===== RECORD SET =====

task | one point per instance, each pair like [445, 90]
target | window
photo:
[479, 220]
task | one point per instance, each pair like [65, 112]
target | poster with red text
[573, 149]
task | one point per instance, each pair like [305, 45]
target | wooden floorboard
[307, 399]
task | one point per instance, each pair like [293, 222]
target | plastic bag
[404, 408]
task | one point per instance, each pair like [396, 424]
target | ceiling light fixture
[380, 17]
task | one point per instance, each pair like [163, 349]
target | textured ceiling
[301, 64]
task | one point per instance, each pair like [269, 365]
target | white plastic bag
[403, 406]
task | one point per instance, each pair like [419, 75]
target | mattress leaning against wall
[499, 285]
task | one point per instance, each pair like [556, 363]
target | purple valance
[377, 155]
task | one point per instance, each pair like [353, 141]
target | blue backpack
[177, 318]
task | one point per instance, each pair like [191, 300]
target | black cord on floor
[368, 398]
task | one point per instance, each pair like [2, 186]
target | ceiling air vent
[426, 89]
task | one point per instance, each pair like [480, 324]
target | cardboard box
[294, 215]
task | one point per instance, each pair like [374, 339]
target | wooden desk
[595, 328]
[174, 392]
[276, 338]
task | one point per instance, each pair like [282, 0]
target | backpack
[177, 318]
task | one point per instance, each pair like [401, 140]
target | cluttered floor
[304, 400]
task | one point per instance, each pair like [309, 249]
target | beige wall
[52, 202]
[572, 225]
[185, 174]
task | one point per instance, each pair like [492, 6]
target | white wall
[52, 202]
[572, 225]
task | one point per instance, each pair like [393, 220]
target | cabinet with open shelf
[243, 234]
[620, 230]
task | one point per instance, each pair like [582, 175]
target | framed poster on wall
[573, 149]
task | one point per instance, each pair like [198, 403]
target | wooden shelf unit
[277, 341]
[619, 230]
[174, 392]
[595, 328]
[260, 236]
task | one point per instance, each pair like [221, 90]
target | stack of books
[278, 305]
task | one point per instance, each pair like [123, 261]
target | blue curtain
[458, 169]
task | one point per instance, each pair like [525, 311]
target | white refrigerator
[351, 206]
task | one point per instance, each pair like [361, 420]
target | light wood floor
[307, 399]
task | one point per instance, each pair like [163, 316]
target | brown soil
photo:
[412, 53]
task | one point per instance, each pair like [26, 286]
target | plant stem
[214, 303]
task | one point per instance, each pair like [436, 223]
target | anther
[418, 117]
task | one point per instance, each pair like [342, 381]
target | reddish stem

=====

◆ **EXERCISE GOAL**:
Extract every line of the listing above word for word, with nothing changed or left out.

◆ **FINAL RESULT**:
task | one point per instance, each pair like [445, 90]
target | window
photo:
[479, 220]
task | one point per instance, each pair like [65, 112]
target | poster with red text
[573, 149]
task | one point per instance, each pair like [305, 45]
target | wooden floorboard
[307, 399]
task | one point per instance, each pair like [293, 222]
target | plastic bag
[404, 408]
task | one point per instance, each pair like [396, 424]
target | ceiling light fixture
[380, 17]
task | one point per instance, each pair like [163, 349]
target | textured ceiling
[301, 64]
task | one point per instance, each pair like [269, 365]
target | white plastic bag
[403, 406]
task | one point per instance, each pair like [419, 75]
target | mattress leaning against wall
[499, 285]
task | one point per instance, each pair like [556, 363]
target | purple valance
[377, 155]
task | one point per instance, each pair like [353, 141]
target | blue backpack
[177, 318]
task | one point per instance, each pair like [191, 300]
target | black cord on floor
[368, 398]
task | one point per instance, each pair like [2, 186]
target | ceiling air vent
[426, 89]
task | one point per instance, each pair like [480, 324]
target | cardboard box
[294, 215]
task | one point per instance, each pair like [374, 339]
target | wooden desk
[595, 328]
[174, 392]
[276, 338]
task | one point per instance, each pair like [282, 0]
target | backpack
[177, 318]
task | one point per instance, each pair like [401, 140]
target | cluttered floor
[304, 400]
task | one point per instance, each pair like [309, 249]
target | beige wall
[52, 202]
[572, 225]
[185, 174]
task | one point per instance, each pair like [492, 6]
target | white wall
[52, 202]
[572, 225]
task | one point per instance, each pair like [393, 220]
target | cabinet with open shelf
[243, 234]
[620, 230]
task | one point per instance, each pair like [582, 175]
target | framed poster on wall
[573, 149]
task | one point per instance, each pair like [198, 403]
target | wooden shelf unit
[277, 341]
[619, 230]
[174, 392]
[595, 328]
[260, 236]
task | one point per instance, each pair like [221, 90]
target | stack of books
[278, 305]
task | one point per instance, each pair like [123, 261]
target | blue curtain
[458, 169]
task | one point per instance, each pair like [525, 311]
target | white refrigerator
[351, 206]
task | one point per instance, each pair like [361, 420]
target | light wood floor
[307, 399]
task | one point per instance, each pair like [163, 316]
target | brown soil
photo:
[412, 53]
task | one point per instance, each pair like [26, 286]
target | plant stem
[214, 303]
task | one point per instance, each pair like [436, 223]
target | anther
[418, 117]
task | one point per instance, each pair like [342, 381]
target | reddish stem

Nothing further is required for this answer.